[Extract Boundary: Start]

A child’s perfect day for healthy bones

The development of healthy bones is so important.

But what can you do to ensure your child has optimal bone health?

A world first study has revealed how much physical activity, sedentary activity and sleep children should be getting to optimise bone health.

The research from the University of South Australia, examined 804 children aged between 11 and 13 years of age.

They found the ideal balance of a child’s activities across a 24-hour period comprises of:
– 1.5 hours of moderate-to-vigorous physical activity (sports, running around)
– 3.4 hours of light physical activity (walking, doing chores)
– 8.2 hours of sedentary time (studying, sitting at school, reading)
– 10.9 hours of sleep

Lead researcher, UniSA’s Dr Dot Dumuid says the findings provide valuable insights for parents, caregivers and clinicians.

“Children’s activities throughout the whole 24-hour day are important for their bone health, but until now, we haven’t known the perfect combination of exercise, sleep and sedentary time,” Dr Dumuid says.

“Higher levels of physical activity are known to be good for children’s bone health, yet we can’t just increase children’s exercise without impacting their other activities.”

[Extract Boundary: End]
[Information supplied Boundary: Start]

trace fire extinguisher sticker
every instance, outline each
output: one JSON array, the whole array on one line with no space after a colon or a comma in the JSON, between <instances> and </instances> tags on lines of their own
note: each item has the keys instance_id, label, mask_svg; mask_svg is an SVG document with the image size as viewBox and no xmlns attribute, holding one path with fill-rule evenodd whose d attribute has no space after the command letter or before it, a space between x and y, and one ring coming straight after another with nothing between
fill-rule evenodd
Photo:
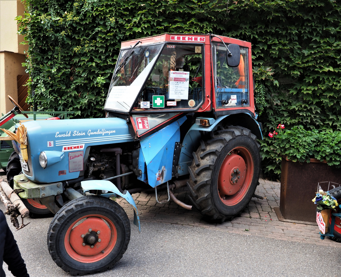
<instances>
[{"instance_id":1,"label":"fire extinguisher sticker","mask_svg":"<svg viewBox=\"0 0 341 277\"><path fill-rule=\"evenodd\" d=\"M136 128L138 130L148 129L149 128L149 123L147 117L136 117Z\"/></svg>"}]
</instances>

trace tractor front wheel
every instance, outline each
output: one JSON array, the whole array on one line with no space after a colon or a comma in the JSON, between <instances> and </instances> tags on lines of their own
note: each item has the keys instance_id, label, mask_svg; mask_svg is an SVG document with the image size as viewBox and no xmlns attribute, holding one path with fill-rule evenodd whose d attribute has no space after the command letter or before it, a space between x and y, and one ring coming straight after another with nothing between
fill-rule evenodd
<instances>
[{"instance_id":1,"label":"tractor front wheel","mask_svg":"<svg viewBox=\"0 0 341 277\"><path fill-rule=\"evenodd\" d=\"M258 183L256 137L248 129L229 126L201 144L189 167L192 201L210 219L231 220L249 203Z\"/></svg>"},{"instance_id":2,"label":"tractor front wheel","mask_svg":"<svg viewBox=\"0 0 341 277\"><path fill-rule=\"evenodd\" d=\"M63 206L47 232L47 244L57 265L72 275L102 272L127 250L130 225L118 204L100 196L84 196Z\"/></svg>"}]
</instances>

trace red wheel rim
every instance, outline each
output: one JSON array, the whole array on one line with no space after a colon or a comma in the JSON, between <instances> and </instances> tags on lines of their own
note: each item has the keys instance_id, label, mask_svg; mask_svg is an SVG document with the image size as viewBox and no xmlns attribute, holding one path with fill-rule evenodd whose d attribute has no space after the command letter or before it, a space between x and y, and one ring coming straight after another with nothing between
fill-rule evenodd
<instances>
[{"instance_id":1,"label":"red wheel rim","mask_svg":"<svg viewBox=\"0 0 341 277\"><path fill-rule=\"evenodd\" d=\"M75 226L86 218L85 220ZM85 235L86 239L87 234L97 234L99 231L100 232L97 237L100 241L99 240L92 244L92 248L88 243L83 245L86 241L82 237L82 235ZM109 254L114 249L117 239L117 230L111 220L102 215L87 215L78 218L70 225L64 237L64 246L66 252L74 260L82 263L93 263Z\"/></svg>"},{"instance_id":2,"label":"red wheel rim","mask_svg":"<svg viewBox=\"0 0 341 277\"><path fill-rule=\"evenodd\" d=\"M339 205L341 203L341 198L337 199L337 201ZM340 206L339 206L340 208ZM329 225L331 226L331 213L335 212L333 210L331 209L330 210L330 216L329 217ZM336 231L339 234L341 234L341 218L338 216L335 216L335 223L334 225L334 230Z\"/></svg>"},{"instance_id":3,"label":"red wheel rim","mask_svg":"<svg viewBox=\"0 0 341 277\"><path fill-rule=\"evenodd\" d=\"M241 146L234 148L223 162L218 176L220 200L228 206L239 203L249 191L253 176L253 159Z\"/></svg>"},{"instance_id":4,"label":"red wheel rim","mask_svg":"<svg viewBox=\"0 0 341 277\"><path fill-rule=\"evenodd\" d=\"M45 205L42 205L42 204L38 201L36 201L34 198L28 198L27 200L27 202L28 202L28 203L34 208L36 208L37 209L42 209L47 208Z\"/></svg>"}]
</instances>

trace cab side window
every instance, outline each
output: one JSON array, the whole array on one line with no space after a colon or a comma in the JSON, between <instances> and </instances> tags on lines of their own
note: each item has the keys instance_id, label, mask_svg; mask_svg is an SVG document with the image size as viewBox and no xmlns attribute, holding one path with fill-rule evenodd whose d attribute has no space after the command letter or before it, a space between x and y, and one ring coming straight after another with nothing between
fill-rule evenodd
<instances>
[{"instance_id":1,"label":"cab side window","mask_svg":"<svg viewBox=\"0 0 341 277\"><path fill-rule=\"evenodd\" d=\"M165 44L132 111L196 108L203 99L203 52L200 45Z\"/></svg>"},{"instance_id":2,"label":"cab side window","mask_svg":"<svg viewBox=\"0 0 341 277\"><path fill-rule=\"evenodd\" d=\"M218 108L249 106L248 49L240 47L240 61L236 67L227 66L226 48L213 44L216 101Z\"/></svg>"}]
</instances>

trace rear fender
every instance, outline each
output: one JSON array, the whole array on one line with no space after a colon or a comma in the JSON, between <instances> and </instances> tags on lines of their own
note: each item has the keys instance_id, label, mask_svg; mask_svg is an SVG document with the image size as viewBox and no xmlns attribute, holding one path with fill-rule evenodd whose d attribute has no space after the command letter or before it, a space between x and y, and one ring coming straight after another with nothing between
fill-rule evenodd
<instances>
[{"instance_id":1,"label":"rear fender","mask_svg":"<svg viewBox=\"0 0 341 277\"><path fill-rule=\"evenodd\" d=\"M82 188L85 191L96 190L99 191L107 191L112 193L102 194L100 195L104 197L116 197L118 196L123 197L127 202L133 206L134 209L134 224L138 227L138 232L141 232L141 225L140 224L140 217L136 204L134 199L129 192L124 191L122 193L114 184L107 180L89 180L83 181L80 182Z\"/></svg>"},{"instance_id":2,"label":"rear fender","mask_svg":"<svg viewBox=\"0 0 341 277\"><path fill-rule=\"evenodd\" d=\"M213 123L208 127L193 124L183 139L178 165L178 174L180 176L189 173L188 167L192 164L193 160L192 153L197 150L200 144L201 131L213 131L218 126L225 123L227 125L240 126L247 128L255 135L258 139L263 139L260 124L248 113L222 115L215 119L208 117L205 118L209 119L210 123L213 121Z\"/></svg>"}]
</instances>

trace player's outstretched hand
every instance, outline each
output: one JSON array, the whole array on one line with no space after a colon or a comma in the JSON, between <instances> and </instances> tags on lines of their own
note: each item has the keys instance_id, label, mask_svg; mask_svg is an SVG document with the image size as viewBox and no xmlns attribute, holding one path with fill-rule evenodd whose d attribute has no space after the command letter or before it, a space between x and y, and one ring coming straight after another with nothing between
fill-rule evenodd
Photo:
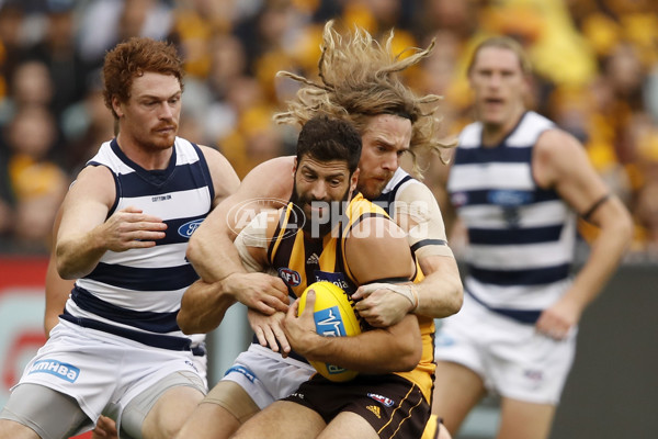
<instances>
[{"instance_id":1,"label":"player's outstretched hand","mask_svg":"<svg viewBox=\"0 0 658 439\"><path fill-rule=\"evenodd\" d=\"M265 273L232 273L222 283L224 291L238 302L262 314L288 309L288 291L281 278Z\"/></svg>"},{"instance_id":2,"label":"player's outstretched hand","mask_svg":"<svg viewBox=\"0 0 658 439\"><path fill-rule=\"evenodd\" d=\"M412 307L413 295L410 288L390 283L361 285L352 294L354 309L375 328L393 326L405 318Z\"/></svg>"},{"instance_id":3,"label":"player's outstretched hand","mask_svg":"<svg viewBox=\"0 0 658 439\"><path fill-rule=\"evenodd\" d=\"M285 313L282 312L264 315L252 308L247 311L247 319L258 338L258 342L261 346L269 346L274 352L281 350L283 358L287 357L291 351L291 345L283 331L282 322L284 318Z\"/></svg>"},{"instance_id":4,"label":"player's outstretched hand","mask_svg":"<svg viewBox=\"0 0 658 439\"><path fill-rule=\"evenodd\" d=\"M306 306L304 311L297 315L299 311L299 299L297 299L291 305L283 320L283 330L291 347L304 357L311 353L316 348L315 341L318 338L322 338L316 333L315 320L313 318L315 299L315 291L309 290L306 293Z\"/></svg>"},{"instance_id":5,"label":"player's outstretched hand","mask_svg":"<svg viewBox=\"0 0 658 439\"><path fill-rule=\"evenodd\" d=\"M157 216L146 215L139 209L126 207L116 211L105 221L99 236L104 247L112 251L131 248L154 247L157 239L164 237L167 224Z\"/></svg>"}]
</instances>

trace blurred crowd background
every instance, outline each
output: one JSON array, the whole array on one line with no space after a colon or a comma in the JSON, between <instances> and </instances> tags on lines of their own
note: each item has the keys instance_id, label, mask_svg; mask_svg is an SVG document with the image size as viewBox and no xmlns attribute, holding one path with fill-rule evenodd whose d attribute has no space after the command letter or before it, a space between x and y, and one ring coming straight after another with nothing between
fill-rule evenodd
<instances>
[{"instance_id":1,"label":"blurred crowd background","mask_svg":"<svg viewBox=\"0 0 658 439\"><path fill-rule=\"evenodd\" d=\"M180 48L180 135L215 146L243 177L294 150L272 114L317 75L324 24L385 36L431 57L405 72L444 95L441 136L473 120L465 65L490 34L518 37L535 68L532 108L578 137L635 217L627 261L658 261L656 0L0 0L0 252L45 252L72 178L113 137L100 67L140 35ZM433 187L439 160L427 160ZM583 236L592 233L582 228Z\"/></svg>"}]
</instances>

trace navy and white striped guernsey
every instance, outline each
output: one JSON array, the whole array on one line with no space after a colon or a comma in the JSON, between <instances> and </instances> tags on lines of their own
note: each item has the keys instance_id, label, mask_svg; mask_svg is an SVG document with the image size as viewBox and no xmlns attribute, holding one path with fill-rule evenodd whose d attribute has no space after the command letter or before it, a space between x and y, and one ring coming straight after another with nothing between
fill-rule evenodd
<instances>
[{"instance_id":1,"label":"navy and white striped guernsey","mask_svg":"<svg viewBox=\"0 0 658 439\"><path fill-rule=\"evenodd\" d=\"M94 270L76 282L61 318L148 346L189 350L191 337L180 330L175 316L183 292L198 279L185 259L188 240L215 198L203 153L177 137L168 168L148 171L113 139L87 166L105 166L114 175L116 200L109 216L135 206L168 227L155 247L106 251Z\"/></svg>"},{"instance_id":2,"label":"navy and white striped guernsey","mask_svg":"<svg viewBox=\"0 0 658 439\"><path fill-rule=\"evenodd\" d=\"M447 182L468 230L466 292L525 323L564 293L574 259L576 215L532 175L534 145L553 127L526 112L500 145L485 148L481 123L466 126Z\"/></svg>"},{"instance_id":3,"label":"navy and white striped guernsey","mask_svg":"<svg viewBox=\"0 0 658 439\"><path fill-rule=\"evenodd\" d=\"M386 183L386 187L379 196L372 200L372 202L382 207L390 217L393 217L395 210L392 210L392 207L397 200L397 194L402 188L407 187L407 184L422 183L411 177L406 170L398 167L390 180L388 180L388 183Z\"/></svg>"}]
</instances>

[Information supplied Boundary: End]

• [Tasks]:
1. Say whether each statement agrees with the bone health article, answering yes or no and quoting the words from the article that decide it: (a) The study examined children aged between 11 and 13. (b) The ideal day includes 9 hours of sleep. (c) The research came from the University of Melbourne.
2. From the bone health article, list every activity category in the ideal 24-hour balance, with the hours given for each.
3. Write a continuation of the bone health article, starting after its final sentence.
The records play no part in what is asked here.

• [Answer section]:
1.
(a) Yes: "examined 804 children aged between 11 and 13 years of age."
(b) No: "10.9 hours of sleep"
(c) No: "The research from the University of South Australia"

2.
- Moderate-to-vigorous physical activity: 1.5 hours
- Light physical activity: 3.4 hours
- Sedentary time: 8.2 hours
- Sleep: 10.9 hours

3.
Dr Dumuid said getting the balance right early was important.

“Up to 90 per cent of peak bone mass is achieved by age 18-20, which makes this especially important during childhood and adolescence,” she said.

Optimising bone health in children helps protect them against osteoporosis, the leading preventable cause of fracture in adults.

In Australia alone, it’s estimated 1.2 million people have the condition.

Dr Dumuid said the study also highlighted the importance of sleep, especially for boys.

“Curiously, the study also showed that sleep is more important for boys’ bone health than for girls, with boys needing an extra 2.4 hours of sleep a day,” she said.

“However, boys tended to be at earlier stages of pubertal development than girls, causing us to speculate that the need for longer sleep is related to rapidly changing hormonal processes rather than gender.”